ACTION ITEM A = Decide whether each statement below agrees with the Margin Call review. For each, answer yes or no and quote the words from the review that decide it. (i) The film is set almost entirely inside the Manhattan trading offices of a financial institution. (ii) A senior executive is the one who finds out that the company faces catastrophic losses. (iii) The storyline about the firm's survival unfolds in a linear way across the whole film.
ACTION ITEM B = Carry on the Margin Call review, starting after its final sentence.

STUDY TEXT =
Saturday, December 3, 2011

Inside the Black Box


I recently saw Margin Call, a new film offering a fictionalized account of the 2007 market collapse. The movie takes place almost entirely within the Manhattan trading offices of a faceless financial institution presumed to be a major player in the unregulated mortgage-backed securities market. The action starts when a junior risk analyst discovers that the company is exposed to catastrophic losses, setting off a crisis mode within the management team. With disaster imminent, the firm faces two awful choices: be the first to sell off as many toxic assets as possible (directly causing a crash but ensuring the company's survival), or doing nothing and waiting until some other firm sees the danger and starts its own fire sale. As you may have guessed, there's not much of a choice.

The film is technically well-executed, with a great cast and an energetic pacing, but its main strength is in the sheer number of interesting questions and concepts packed into each scene. Chiefly among them is the inherent tension between the interests of the company and its employees. Throughout the film, there are two distinct narratives: one concerning the survival of the firm, and the other focusing on the economic "survival" of the individuals working there. The former is a linear narrative unfolding over the course of the whole movie; the latter is more interesting in that each major characters' precarious situation is only revealed gradually and in sequential order, moving up the layers of corporate hierarchy.

EXERCISE DATA =
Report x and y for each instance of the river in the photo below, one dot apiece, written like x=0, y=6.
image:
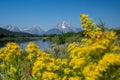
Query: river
x=41, y=43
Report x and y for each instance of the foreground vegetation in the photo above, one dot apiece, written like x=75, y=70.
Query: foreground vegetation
x=96, y=57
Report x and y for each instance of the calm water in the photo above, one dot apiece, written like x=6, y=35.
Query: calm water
x=42, y=44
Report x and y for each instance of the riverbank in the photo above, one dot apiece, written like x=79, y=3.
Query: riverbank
x=9, y=39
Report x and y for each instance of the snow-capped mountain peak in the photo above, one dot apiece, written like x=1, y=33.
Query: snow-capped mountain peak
x=11, y=28
x=33, y=30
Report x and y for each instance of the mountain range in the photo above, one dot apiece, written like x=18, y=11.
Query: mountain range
x=62, y=27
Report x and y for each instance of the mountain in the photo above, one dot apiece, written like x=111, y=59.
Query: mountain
x=63, y=26
x=11, y=28
x=33, y=30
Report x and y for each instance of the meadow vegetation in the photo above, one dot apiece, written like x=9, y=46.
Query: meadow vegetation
x=96, y=56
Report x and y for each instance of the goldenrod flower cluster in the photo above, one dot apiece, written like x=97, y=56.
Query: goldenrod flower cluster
x=96, y=57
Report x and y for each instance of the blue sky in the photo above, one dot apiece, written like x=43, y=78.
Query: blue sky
x=48, y=13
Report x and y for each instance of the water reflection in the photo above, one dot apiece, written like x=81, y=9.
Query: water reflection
x=42, y=44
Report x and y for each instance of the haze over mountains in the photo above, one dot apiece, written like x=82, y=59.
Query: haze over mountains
x=62, y=27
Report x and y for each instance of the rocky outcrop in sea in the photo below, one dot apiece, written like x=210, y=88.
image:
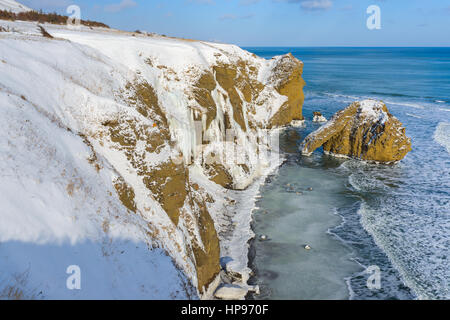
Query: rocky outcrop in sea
x=364, y=130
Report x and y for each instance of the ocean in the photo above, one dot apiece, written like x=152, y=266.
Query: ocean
x=362, y=221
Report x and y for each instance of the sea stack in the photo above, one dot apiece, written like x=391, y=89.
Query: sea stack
x=364, y=130
x=318, y=117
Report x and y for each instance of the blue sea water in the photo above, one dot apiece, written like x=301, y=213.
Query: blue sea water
x=359, y=215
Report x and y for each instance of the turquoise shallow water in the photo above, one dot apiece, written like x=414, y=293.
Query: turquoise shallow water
x=359, y=215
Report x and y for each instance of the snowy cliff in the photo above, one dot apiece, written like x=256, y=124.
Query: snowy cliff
x=115, y=143
x=13, y=6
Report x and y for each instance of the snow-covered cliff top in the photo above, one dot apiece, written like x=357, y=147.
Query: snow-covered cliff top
x=13, y=6
x=102, y=148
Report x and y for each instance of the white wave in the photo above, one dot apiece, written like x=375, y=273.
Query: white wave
x=413, y=115
x=442, y=135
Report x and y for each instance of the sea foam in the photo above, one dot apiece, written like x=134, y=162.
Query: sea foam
x=442, y=135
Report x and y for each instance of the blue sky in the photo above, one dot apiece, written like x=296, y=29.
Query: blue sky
x=274, y=22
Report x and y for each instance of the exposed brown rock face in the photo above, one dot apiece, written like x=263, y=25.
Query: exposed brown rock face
x=206, y=258
x=287, y=79
x=364, y=130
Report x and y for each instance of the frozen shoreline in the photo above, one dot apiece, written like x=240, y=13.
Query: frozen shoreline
x=235, y=249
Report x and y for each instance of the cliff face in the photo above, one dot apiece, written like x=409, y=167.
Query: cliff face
x=174, y=123
x=364, y=130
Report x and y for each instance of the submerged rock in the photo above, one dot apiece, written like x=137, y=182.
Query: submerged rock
x=364, y=130
x=318, y=117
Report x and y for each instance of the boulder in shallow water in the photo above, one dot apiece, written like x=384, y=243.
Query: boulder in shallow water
x=318, y=117
x=364, y=130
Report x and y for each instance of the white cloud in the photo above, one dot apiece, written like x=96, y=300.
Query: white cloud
x=311, y=4
x=316, y=4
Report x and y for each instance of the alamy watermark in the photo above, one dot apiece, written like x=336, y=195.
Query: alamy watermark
x=374, y=20
x=73, y=282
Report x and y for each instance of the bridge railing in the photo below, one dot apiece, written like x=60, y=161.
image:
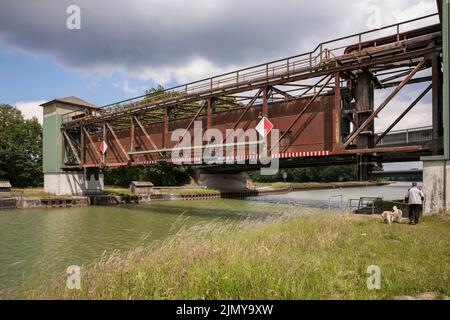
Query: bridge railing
x=324, y=54
x=422, y=134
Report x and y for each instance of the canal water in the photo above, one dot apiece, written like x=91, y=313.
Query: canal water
x=36, y=244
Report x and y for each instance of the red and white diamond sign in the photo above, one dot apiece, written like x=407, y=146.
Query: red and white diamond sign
x=103, y=147
x=264, y=127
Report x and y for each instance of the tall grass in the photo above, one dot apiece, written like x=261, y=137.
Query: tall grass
x=290, y=257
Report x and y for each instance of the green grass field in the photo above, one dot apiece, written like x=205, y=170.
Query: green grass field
x=322, y=256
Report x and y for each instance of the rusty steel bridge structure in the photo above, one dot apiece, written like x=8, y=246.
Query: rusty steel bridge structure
x=322, y=102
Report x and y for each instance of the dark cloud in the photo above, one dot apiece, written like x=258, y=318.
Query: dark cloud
x=153, y=39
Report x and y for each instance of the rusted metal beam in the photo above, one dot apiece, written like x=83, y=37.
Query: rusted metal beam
x=249, y=105
x=276, y=81
x=147, y=136
x=403, y=114
x=382, y=150
x=133, y=133
x=165, y=133
x=209, y=113
x=72, y=147
x=203, y=105
x=96, y=152
x=337, y=112
x=105, y=138
x=118, y=141
x=383, y=105
x=82, y=146
x=283, y=93
x=265, y=107
x=301, y=113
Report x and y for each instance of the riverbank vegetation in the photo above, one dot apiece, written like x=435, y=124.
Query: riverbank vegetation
x=323, y=256
x=313, y=174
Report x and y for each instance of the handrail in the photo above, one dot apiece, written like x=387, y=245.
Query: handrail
x=292, y=64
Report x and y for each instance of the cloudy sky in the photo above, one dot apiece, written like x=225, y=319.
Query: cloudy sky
x=126, y=46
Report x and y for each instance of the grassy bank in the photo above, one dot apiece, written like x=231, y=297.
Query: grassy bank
x=312, y=257
x=316, y=185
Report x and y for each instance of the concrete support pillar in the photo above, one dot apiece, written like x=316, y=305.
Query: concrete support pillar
x=436, y=185
x=364, y=107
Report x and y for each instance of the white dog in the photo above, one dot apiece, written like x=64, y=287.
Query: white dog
x=392, y=216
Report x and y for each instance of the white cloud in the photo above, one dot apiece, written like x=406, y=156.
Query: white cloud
x=197, y=69
x=31, y=109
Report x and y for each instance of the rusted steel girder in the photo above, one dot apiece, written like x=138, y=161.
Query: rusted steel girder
x=301, y=113
x=147, y=136
x=357, y=64
x=118, y=141
x=96, y=152
x=415, y=102
x=383, y=105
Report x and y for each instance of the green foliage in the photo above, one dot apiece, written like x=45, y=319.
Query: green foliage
x=160, y=175
x=316, y=174
x=323, y=256
x=20, y=148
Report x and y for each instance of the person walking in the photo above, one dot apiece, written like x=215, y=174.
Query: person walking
x=415, y=199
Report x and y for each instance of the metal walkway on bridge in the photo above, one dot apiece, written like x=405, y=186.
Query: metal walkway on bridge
x=322, y=102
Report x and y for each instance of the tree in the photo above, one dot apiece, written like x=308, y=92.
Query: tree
x=159, y=175
x=314, y=174
x=20, y=148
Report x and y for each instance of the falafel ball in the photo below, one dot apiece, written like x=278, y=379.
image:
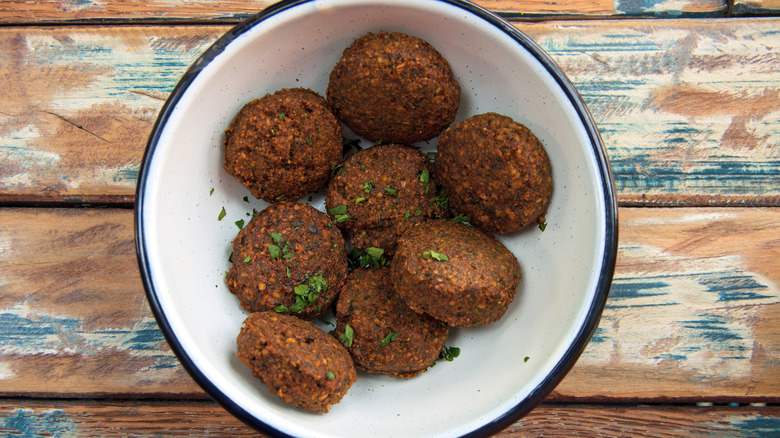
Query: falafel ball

ANSWER SPACE A =
(i) Yes: "The movie takes place almost entirely within the Manhattan trading offices of a faceless financial institution"
(ii) No: "The action starts when a junior risk analyst discovers that the company is exposed to catastrophic losses"
(iii) Yes: "The former is a linear narrative unfolding over the course of the whole movie"

ANSWER SPACE B =
We start with the lowly risk analysts and traders. Then on to the department and floor managers. Then the division heads and VPs. And finally, after an artful build-up, the almost mythical CEO is revealed. At every level, the higher-ups are portrayed as living embodiments of the corporate will. Only after the attention shifts up a level do we see their very human predicament and the harsh incentive structure forced upon them which induces such misanthropic behavior. If the institution needs something to be done and an employee won't do it, then they're out. And someone new comes in who will.

Margin Call seeks to muddy the moral waters of the 2007 crisis in a most delightfully challenging way--by confounding the culpability of the rich one percent banksters we love to hate. To cite a classic example: assume one manages to balance a pencil straight up on its eraser. Obviously it will be precarious, and will soon topple. How shall we best assess causation in this example? In one approach we could  identify the particular wind gust that finally tipped the pencil from its perch. In reality, however, this situation is best explained by stating the obvious: that the pencil was tenuously balanced and obviously would soon topple, in one direction or the other. To blame a particular wind gust would be foolish. Its the system that counts.

Other topics explored include equality, the moral deserts of Wall St. traders and executives, and the work/play balance of life. It's a great movie, check it out.